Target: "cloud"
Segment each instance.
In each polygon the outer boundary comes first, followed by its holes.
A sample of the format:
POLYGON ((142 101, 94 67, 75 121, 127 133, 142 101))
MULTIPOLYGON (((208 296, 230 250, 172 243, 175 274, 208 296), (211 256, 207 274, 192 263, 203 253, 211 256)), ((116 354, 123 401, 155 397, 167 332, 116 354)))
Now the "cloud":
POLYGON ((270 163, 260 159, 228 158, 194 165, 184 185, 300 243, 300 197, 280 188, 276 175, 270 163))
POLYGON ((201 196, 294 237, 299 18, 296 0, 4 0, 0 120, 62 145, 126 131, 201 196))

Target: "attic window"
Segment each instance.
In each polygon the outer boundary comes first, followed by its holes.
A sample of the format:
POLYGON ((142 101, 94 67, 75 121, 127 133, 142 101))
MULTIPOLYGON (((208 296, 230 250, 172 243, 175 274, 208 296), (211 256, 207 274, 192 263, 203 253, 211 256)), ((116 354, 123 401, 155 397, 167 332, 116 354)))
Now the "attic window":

# THE TASK:
Copy out all of the material above word for word, from its first line to its last.

# FULL SOLUTION:
Target: "cloud"
Segment each instance.
In each polygon the outer boundary comes first, followed by its holes.
A sample of the format:
POLYGON ((142 101, 94 67, 75 121, 127 133, 142 101))
MULTIPOLYGON (((208 296, 230 250, 172 243, 175 274, 208 296), (211 256, 207 274, 192 263, 203 253, 211 256)), ((116 354, 123 401, 155 397, 167 332, 116 354)))
Now the "cloud":
POLYGON ((270 163, 260 159, 228 158, 194 165, 184 185, 300 243, 300 197, 280 188, 276 175, 270 163))
POLYGON ((201 196, 294 237, 299 18, 296 0, 4 0, 0 120, 62 145, 126 131, 201 196))

Target: "attic window"
Segment each instance.
In each polygon the outer boundary comes first, followed by its holes.
A sample of the format:
POLYGON ((142 101, 94 67, 75 121, 127 133, 142 101))
MULTIPOLYGON (((208 296, 230 250, 172 243, 175 274, 208 296), (211 256, 207 274, 192 263, 203 253, 211 256)), ((116 354, 123 401, 155 397, 167 332, 116 354)))
Now the "attic window":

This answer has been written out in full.